__EXERCISE INSTRUCTIONS__.
Present the data below as a two-column CSV with the header input,output, where each row holds one text in a quoted input field and its answer in a quoted output field. Replace every line break inside a field with a space.

__RECORDS FOR PROCESSING__.
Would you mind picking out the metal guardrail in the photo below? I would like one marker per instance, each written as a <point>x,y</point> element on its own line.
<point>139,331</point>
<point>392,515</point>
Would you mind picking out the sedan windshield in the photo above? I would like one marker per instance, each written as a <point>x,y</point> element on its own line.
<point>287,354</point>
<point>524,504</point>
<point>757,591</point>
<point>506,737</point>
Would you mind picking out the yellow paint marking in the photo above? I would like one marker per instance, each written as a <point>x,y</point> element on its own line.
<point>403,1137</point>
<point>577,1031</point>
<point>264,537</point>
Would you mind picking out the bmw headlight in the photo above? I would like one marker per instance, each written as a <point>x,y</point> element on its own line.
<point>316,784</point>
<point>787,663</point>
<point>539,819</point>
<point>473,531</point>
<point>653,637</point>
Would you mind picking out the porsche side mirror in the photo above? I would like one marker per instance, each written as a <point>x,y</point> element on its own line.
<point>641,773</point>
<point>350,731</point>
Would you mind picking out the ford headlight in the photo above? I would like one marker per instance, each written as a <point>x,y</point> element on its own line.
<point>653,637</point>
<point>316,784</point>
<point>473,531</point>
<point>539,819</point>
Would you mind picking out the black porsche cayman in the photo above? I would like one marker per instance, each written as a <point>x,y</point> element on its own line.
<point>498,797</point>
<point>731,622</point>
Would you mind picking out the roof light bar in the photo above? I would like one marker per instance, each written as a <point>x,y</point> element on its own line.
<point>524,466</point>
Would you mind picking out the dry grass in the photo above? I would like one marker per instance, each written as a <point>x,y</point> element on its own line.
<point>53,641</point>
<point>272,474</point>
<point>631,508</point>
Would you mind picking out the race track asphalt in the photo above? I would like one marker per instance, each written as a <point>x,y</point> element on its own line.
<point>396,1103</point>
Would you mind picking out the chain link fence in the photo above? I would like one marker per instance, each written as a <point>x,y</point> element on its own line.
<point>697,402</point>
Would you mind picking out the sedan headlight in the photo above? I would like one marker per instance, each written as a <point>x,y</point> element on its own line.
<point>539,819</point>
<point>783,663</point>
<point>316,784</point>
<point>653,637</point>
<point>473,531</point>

__RIGHT ANSWER__.
input,output
"Would you mind picking out the metal guardrail in the photo below? I would like one marker per instance, each written as a <point>x,y</point> element on its own line.","<point>139,331</point> <point>392,515</point>"
"Would you mind picking out the sedan windshield in the photo above? I would like one marker per instance, each written as a <point>x,y</point> element on its own line.","<point>287,354</point> <point>524,504</point> <point>757,591</point> <point>506,737</point>"
"Would you mind picking out the yellow paint marking in the photo above? I would like one marker per instance, each written as a <point>x,y</point> element on its own line.","<point>403,1137</point> <point>577,1031</point> <point>264,537</point>"
"Would you mind picking out the bmw headlight in the photo above? I would like one marker per instance, each written as a <point>x,y</point> element on its own line.","<point>316,784</point> <point>787,663</point> <point>539,819</point> <point>473,531</point> <point>653,637</point>"
"Would you mind picking out the porsche side mirror in the photo above? I would like one marker per instance, each written as a <point>x,y</point> element on its own line.","<point>641,773</point> <point>350,731</point>"
"Would you mind picking out the ford headlight in the photo above? I would like one marker per instance, each written as a <point>x,y</point> element on its own line.","<point>653,637</point> <point>316,784</point> <point>473,531</point> <point>539,819</point>"
"Would you mind picking out the black porsche cayman in the photo above? I would like one marker per instance, each written as a <point>x,y</point> element on its own line.","<point>498,797</point> <point>731,622</point>"
"Would you mind picking out the roof light bar in the photo above? I would like one marker per instance, each written as a <point>x,y</point> element on its own line.","<point>524,466</point>"
"Would you mind picking out the dry grass in the photo above? I would like one marker per instance, each written as a <point>x,y</point> element on its own line.","<point>53,641</point> <point>272,474</point> <point>631,508</point>"
"Would you mind picking out the race track asphalt in the photo above? I would like one marker per instance, each written as a <point>x,y</point> element on its own line.","<point>396,1103</point>"
"Would you mind picking out the chain link fence in the photo above? I would like one marker per instance, each written as a <point>x,y</point> element on its own line.","<point>697,402</point>"
"Would you mind picking out the sedan headlight in the photo above? I would like one marker per instance, each written as a <point>x,y</point> element on its own line.","<point>539,819</point> <point>783,663</point> <point>316,784</point> <point>653,637</point> <point>473,531</point>"